- Theatrical release poster
- Directed by: Guru Pawan
- Screenplay by: Guru Pawan
- Produced by: Golla Mahesh
- Starring: Srikanth Sumanth Ashwin Bhumika Chawla Tanya Hope
- Cinematography: C. Ramprasad
- Edited by: Junaid Siddiqui
- Music by: Sunil Kashyap
- Production company: Gurappa Parameswara Productions
- Release date: 2 October 2021;
- Running time: 143 minutes
- Country: India
- Language: Telugu

= Idhe Maa Katha =

2021 film directed by Guru Pawan

Idhe Maa Katha is a 2021 Indian Telugu-language drama film written and directed by Guru Pawan, produced by Golla Mahesh through Gurrappa Parameswara Productions. The film has an ensemble cast of Srikanth, Sumanth Ashwin, Bhumika Chawla, and Tanya Hope. The film is depicted as a road-trip. It was released on 2 October 2021.

== Production ==
Principal photography of the film was done in early 2020. The film's production was halted due to COVID-19 pandemic in March 2020 and in November 2020, the shooting of the film resumed, following the relaxation of COVID-19 lockdown in India.

== Release and reception ==
The film received mixed reviews from critics with The Times of India calling it "A biker film that’s neither adventurous nor engaging". The film was a commercial failure.

==*==

What to work on:
• a. According to the article on Idhe Maa Katha, who composed the film's music?
• b. Rewrite the paragraph of the article on Idhe Maa Katha that begins "Principal photography of the film" as a short bulleted list.
The rows after this point have no connection to the article on Idhe Maa Katha.

==*==

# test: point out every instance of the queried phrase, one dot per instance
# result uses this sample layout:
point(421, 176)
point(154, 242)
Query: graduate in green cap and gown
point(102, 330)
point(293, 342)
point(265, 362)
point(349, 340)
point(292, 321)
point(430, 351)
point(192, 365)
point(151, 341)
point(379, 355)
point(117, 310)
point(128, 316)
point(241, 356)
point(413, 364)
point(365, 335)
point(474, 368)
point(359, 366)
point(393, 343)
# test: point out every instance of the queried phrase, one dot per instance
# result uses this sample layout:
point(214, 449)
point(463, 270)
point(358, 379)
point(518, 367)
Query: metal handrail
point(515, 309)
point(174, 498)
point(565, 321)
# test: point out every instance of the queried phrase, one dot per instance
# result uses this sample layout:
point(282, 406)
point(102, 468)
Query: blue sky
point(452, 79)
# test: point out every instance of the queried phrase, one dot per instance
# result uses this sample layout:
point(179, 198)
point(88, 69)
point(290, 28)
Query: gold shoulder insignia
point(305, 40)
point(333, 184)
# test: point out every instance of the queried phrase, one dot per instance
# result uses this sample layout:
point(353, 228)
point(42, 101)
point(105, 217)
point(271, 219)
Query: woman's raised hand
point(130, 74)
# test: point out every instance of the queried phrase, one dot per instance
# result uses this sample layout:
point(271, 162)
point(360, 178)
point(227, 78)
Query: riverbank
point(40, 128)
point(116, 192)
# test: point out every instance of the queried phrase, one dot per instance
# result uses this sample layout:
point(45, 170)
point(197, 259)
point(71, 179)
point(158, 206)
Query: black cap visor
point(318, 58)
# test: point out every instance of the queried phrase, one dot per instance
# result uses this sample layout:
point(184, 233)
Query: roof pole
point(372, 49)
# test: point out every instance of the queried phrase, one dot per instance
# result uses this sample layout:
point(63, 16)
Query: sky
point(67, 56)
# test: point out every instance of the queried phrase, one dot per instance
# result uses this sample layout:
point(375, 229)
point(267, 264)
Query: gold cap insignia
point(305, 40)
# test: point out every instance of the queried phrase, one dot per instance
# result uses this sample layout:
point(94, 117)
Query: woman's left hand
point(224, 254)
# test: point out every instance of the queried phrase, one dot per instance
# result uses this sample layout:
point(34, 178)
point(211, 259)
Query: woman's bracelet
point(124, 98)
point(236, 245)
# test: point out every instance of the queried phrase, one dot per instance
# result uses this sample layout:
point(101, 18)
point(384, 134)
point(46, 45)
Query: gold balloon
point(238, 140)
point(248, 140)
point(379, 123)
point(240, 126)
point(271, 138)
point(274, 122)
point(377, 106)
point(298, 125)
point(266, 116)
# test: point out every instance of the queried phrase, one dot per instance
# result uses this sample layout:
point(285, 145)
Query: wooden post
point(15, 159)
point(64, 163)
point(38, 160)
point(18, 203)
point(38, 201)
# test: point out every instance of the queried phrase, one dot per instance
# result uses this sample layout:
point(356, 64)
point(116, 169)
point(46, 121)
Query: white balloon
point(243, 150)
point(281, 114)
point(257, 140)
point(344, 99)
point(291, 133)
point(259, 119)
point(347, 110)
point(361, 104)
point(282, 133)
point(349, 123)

==*==

Answers to the tasks:
• a. Sunil Kashyap

• b.
- Principal photography took place in early 2020.
- Production stopped in March 2020 because of the COVID-19 pandemic.
- Shooting resumed in November 2020, after COVID-19 lockdown rules in India were relaxed.